Exercise objective: Output the entire listing without altering anything.

Data for analysis:
------------------------------------------------------------

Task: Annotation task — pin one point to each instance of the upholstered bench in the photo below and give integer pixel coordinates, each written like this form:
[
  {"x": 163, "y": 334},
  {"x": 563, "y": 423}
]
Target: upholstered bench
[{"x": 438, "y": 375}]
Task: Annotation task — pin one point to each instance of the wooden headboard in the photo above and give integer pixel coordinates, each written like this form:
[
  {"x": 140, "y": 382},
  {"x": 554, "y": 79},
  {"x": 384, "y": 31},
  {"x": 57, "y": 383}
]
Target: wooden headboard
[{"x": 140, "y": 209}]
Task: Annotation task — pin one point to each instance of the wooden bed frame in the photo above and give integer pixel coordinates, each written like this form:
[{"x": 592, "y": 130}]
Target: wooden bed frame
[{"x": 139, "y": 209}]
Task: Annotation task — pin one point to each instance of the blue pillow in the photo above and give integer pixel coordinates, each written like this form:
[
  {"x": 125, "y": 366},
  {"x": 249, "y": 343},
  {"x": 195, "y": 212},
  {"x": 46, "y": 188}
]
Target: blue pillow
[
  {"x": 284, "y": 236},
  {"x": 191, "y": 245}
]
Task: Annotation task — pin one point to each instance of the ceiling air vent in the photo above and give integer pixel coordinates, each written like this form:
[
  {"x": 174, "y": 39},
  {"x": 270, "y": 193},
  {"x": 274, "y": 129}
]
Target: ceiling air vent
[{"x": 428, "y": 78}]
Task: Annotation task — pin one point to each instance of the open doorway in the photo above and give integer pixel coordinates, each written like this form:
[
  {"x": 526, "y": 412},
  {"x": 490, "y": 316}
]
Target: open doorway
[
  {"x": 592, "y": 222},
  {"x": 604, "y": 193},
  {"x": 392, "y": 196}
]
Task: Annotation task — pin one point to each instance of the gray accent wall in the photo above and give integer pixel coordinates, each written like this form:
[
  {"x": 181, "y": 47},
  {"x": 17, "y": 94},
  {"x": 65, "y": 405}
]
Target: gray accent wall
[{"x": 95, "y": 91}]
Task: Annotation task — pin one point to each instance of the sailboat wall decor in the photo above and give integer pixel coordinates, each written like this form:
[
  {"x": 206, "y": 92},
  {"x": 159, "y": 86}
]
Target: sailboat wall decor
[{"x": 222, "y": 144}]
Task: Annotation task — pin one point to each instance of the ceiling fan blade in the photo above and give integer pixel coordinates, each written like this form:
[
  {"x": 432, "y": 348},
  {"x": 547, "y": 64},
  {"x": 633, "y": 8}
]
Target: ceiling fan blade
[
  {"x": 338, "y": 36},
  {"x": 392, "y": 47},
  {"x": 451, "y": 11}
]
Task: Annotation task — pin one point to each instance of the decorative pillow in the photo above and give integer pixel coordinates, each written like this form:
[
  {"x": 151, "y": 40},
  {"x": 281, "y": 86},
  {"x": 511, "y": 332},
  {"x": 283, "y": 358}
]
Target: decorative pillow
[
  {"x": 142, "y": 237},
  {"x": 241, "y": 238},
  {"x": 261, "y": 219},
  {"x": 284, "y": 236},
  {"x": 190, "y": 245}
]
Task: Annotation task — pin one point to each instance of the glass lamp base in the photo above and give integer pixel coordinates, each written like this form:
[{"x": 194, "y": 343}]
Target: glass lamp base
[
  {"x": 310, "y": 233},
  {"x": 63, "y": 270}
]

------------------------------------------------------------

Task answer:
Task: Annotation task — pin one point to each instance of the upholstered bench in the photo below and give integer pixel coordinates, each written like this form:
[
  {"x": 163, "y": 334},
  {"x": 563, "y": 423}
]
Target: upholstered bench
[{"x": 438, "y": 375}]
Task: Annotation task — pin one point to each instance of the wooden headboard in the photo above and give integer pixel coordinates, each written like this form:
[
  {"x": 140, "y": 382},
  {"x": 554, "y": 79},
  {"x": 384, "y": 31},
  {"x": 57, "y": 383}
]
Target: wooden headboard
[{"x": 140, "y": 209}]
Task: Annotation task — pin one point to each instance of the wooden bed frame in the photo above and give integer pixel coordinates, each written like this form:
[{"x": 592, "y": 130}]
Target: wooden bed frame
[{"x": 139, "y": 209}]
Task: Annotation task — pin one point to each instance of the blue pillow in the photo above and give integer pixel coordinates, each written like this form:
[
  {"x": 125, "y": 366},
  {"x": 249, "y": 343},
  {"x": 195, "y": 212},
  {"x": 46, "y": 188}
]
Target: blue pillow
[
  {"x": 284, "y": 236},
  {"x": 191, "y": 245}
]
Task: Annotation task — pin one point to each instance of the ceiling air vent in the photo above and give integer pixel coordinates, each written like this form:
[
  {"x": 174, "y": 39},
  {"x": 270, "y": 193},
  {"x": 274, "y": 129}
]
Target: ceiling air vent
[{"x": 428, "y": 78}]
Task: Annotation task — pin one point to each instance of the open doorway in the photo above and give integer pixel coordinates, each written like this form:
[
  {"x": 526, "y": 412},
  {"x": 490, "y": 316}
]
Target: open doorway
[
  {"x": 592, "y": 222},
  {"x": 604, "y": 193},
  {"x": 392, "y": 196}
]
Task: Annotation task — pin one point to each instance of the gray accent wall in the photo above and give integer pixel coordinates, each written like this form:
[
  {"x": 181, "y": 47},
  {"x": 17, "y": 94},
  {"x": 65, "y": 405}
]
Target: gray accent wall
[{"x": 95, "y": 91}]
Task: Annotation task — pin one point to each instance of the sailboat wall decor in the photo above and give integer pixel coordinates, each written like this form:
[
  {"x": 206, "y": 92},
  {"x": 159, "y": 86}
]
Target: sailboat wall decor
[{"x": 222, "y": 144}]
Task: Annotation task — pin one point to each instance of the ceiling fan blade in the photo above and give integer pixel coordinates, each written like this form:
[
  {"x": 432, "y": 348},
  {"x": 547, "y": 64},
  {"x": 633, "y": 8}
]
Target: ceiling fan blade
[
  {"x": 338, "y": 36},
  {"x": 392, "y": 47},
  {"x": 451, "y": 11}
]
Task: Annotation task — pin one point to each instance of the decorative pillow in the photo above and give integer pixel coordinates, each written like this form:
[
  {"x": 151, "y": 40},
  {"x": 281, "y": 86},
  {"x": 511, "y": 332},
  {"x": 283, "y": 358}
]
Target: decorative pillow
[
  {"x": 142, "y": 237},
  {"x": 241, "y": 238},
  {"x": 261, "y": 219},
  {"x": 284, "y": 236},
  {"x": 190, "y": 245}
]
Task: Annotation task — pin one point to each instance of the glass lamp base in the photo above and give integer pixel coordinates, each written like this form:
[{"x": 194, "y": 343}]
Target: glass lamp base
[
  {"x": 310, "y": 233},
  {"x": 63, "y": 270}
]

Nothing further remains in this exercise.